[START OF Selection]

# Leasing a DTG printer?



## SouthernGraphics (May 7, 2009)

Hello,
I have been screen printing for more than 15 years in the basement of our house. I feel it is time for me to expand to DTG printer because most of my customers has been asking for smaller orders so I feel that it is a waste of time and efforts to create artworks, prepare screens for smaller orders so DTG printer sounds perfect solution for smaller orders.
(sorry if this post have similar posts here)
I have been researching tons and tons of DTG printers out there! So many good and negative reviews out there! I am looking to lease one and I am aware that most would cost at least up to 600 dollars a month depending on brands of DTG printers. I am aware that there are no such as lower than 300 dollars a month lease (which would be nice!!).

I had happened to find a site (I am not sure if you know about this and if you already have a post about this, sorry about this posting again relating to this topic)
the name of website is PrinterLeaseDirect.com 

I know that there are many website are fake and possibly ways to scam these people so I wonder if one of you know anything about this and have anyone tried this? I know that is "too good to be true"

[END OF Selection]

◆ Given instruction A
Reproduce the forum post about leasing a DTG printer from "I had happened" up to and including "to this topic)".
◆ Given instruction B
Write the next part of the forum thread about leasing a DTG printer, picking up after its last sentence.
The records that come next are taken from a separate source.

[START OF Material shown]

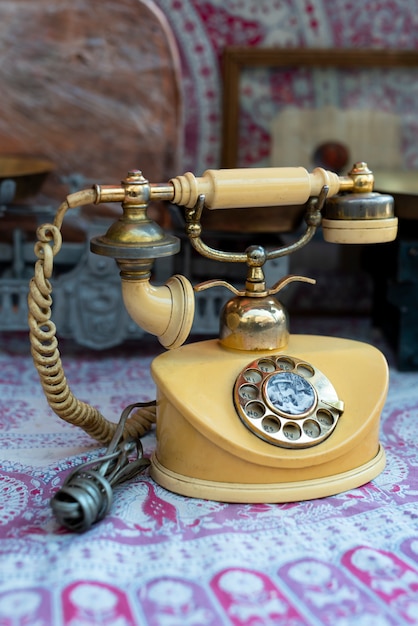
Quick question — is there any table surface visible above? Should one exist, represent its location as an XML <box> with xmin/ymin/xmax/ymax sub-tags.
<box><xmin>0</xmin><ymin>319</ymin><xmax>418</xmax><ymax>626</ymax></box>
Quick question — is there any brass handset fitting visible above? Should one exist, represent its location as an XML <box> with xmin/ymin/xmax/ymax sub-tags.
<box><xmin>91</xmin><ymin>162</ymin><xmax>394</xmax><ymax>349</ymax></box>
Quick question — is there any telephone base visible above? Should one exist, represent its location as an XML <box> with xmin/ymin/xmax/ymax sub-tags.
<box><xmin>151</xmin><ymin>335</ymin><xmax>389</xmax><ymax>502</ymax></box>
<box><xmin>151</xmin><ymin>446</ymin><xmax>386</xmax><ymax>504</ymax></box>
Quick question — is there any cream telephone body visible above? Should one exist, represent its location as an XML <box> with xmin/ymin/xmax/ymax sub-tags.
<box><xmin>29</xmin><ymin>163</ymin><xmax>397</xmax><ymax>520</ymax></box>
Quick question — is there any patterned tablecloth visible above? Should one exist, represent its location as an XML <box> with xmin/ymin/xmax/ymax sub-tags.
<box><xmin>0</xmin><ymin>321</ymin><xmax>418</xmax><ymax>626</ymax></box>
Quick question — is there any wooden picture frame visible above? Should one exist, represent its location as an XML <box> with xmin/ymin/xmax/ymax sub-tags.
<box><xmin>221</xmin><ymin>46</ymin><xmax>418</xmax><ymax>168</ymax></box>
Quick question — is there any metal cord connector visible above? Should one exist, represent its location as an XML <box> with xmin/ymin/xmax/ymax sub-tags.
<box><xmin>51</xmin><ymin>402</ymin><xmax>155</xmax><ymax>533</ymax></box>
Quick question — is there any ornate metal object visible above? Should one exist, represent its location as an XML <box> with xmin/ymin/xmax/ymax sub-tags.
<box><xmin>51</xmin><ymin>402</ymin><xmax>155</xmax><ymax>533</ymax></box>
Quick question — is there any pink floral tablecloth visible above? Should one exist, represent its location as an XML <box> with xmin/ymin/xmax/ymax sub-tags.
<box><xmin>0</xmin><ymin>321</ymin><xmax>418</xmax><ymax>626</ymax></box>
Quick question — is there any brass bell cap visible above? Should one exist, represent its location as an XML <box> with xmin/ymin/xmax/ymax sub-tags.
<box><xmin>219</xmin><ymin>296</ymin><xmax>289</xmax><ymax>350</ymax></box>
<box><xmin>323</xmin><ymin>192</ymin><xmax>394</xmax><ymax>220</ymax></box>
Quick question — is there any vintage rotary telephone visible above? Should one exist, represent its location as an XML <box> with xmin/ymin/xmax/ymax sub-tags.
<box><xmin>29</xmin><ymin>163</ymin><xmax>397</xmax><ymax>528</ymax></box>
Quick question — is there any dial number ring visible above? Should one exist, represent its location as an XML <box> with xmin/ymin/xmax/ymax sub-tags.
<box><xmin>234</xmin><ymin>355</ymin><xmax>344</xmax><ymax>448</ymax></box>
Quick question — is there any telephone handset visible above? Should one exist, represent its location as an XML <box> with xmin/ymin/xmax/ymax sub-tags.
<box><xmin>29</xmin><ymin>163</ymin><xmax>397</xmax><ymax>510</ymax></box>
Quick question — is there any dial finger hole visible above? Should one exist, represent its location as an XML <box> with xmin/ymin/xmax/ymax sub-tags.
<box><xmin>238</xmin><ymin>385</ymin><xmax>258</xmax><ymax>400</ymax></box>
<box><xmin>303</xmin><ymin>420</ymin><xmax>321</xmax><ymax>439</ymax></box>
<box><xmin>283</xmin><ymin>422</ymin><xmax>302</xmax><ymax>441</ymax></box>
<box><xmin>276</xmin><ymin>357</ymin><xmax>295</xmax><ymax>372</ymax></box>
<box><xmin>243</xmin><ymin>369</ymin><xmax>263</xmax><ymax>385</ymax></box>
<box><xmin>262</xmin><ymin>417</ymin><xmax>280</xmax><ymax>435</ymax></box>
<box><xmin>316</xmin><ymin>409</ymin><xmax>335</xmax><ymax>430</ymax></box>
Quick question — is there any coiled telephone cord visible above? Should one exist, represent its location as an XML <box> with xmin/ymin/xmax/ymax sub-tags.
<box><xmin>28</xmin><ymin>189</ymin><xmax>156</xmax><ymax>444</ymax></box>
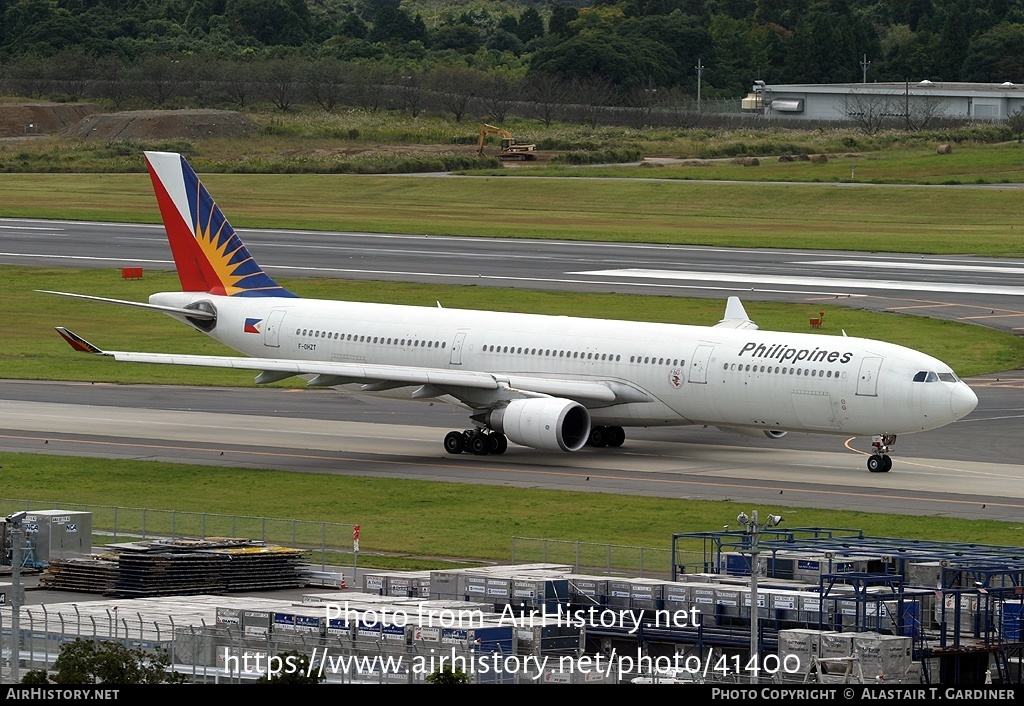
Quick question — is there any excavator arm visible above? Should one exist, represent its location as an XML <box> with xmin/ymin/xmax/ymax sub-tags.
<box><xmin>476</xmin><ymin>123</ymin><xmax>512</xmax><ymax>157</ymax></box>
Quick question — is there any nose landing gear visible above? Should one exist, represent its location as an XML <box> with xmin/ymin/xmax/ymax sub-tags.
<box><xmin>867</xmin><ymin>433</ymin><xmax>896</xmax><ymax>473</ymax></box>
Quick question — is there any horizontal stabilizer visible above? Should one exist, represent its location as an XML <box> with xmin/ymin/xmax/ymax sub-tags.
<box><xmin>55</xmin><ymin>326</ymin><xmax>106</xmax><ymax>356</ymax></box>
<box><xmin>36</xmin><ymin>289</ymin><xmax>217</xmax><ymax>321</ymax></box>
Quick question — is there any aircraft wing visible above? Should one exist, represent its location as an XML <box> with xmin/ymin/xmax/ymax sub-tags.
<box><xmin>56</xmin><ymin>326</ymin><xmax>648</xmax><ymax>407</ymax></box>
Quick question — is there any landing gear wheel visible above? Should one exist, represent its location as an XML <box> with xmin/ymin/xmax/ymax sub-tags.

[END OF Material shown]

◆ Reply A
I had happened to find a site (I am not sure if you know about this and if you already have a post about this, sorry about this posting again relating to this topic)

◆ Reply B
Thank you!


----------



## rcrotty82 (Apr 19, 2017)

Considering they dont even list what model you are leasing I would be very skeptical about it. at $35k for a decent name brand printer you just aren't going to find leasing options that low.. I would take a hard look at the Brother GTX or if you have some funds saved up look at a quality used Brother GT-381.


----------



## ColDesiMark (Sep 28, 2015)

Hey Southern, we work with http://adiacapital.com when we sell a DTG Printer and people are interested in leasing. They're smart and know the equipment. ColDesi DTG has had a relationship with them for about 10 years? Good people.


----------



## jts2005 (Sep 24, 2014)

$300 does not sound right we just leased the GTX and its around $600.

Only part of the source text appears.